Text section:
----------------------------------------
Former roller coaster at Coney Island, Brooklyn, New York

The Thunderbolt was a wooden roller coaster located at Coney Island in Brooklyn, New York. Designed by John Miller, it operated from 1925 until 1982 and remained standing until it was demolished in 2000. The demolition was controversial, as the property owner Horace Bullard was not notified, nor had any formal inspection been done on the structure.

In June 2013, it was announced that a new steel roller coaster would be constructed on Coney Island named the Thunderbolt. The steel coaster opened in 2014 and uses a completely different design.

== In popular culture ==
It was featured briefly in Woody Allen's 1977 film Annie Hall as the boyhood home of Alvy Singer (Allen's character). The house was a real residence, built in 1895 as the Kensington Hotel. The roller coaster was constructed with part of its track scaling the top of the building.
----------------------------------------
Given material:

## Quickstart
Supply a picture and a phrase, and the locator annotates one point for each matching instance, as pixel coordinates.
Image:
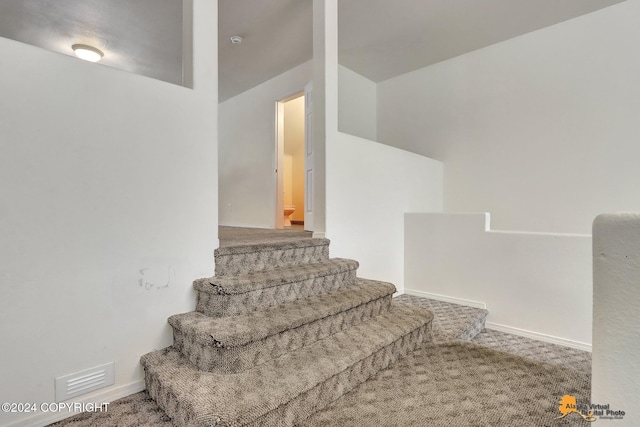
----------------------------------------
Tasks to complete:
**1)** Using the Thunderbolt text, explain in one to three sentences why the demolition of the roller coaster was controversial.
**2)** Carry the text about the Thunderbolt roller coaster forward from its last sentence.
The data plays no part in this.

Replies:
**1)** The demolition was controversial because the property owner, Horace Bullard, was not notified beforehand. In addition, no formal inspection had been done on the structure.

**2)**
The indie rock/slowcore band Red House Painters 1993 album, Red House Painters (Rollercoaster) features a sepia toned photograph of the Thunderbolt as its cover art. The last film to photograph the Thunderbolt was Requiem for a Dream.

In the 1995 IMAX film Across the Sea of Time, the coaster is featured in abandoned condition.

In the 1998 movie He Got Game, Spike Lee features the coaster in its dilapidated state.

In the 2025 video game Old Skies, an area in front of the abandoned rollercoaster is a time travelling landing point from the future back to 1993.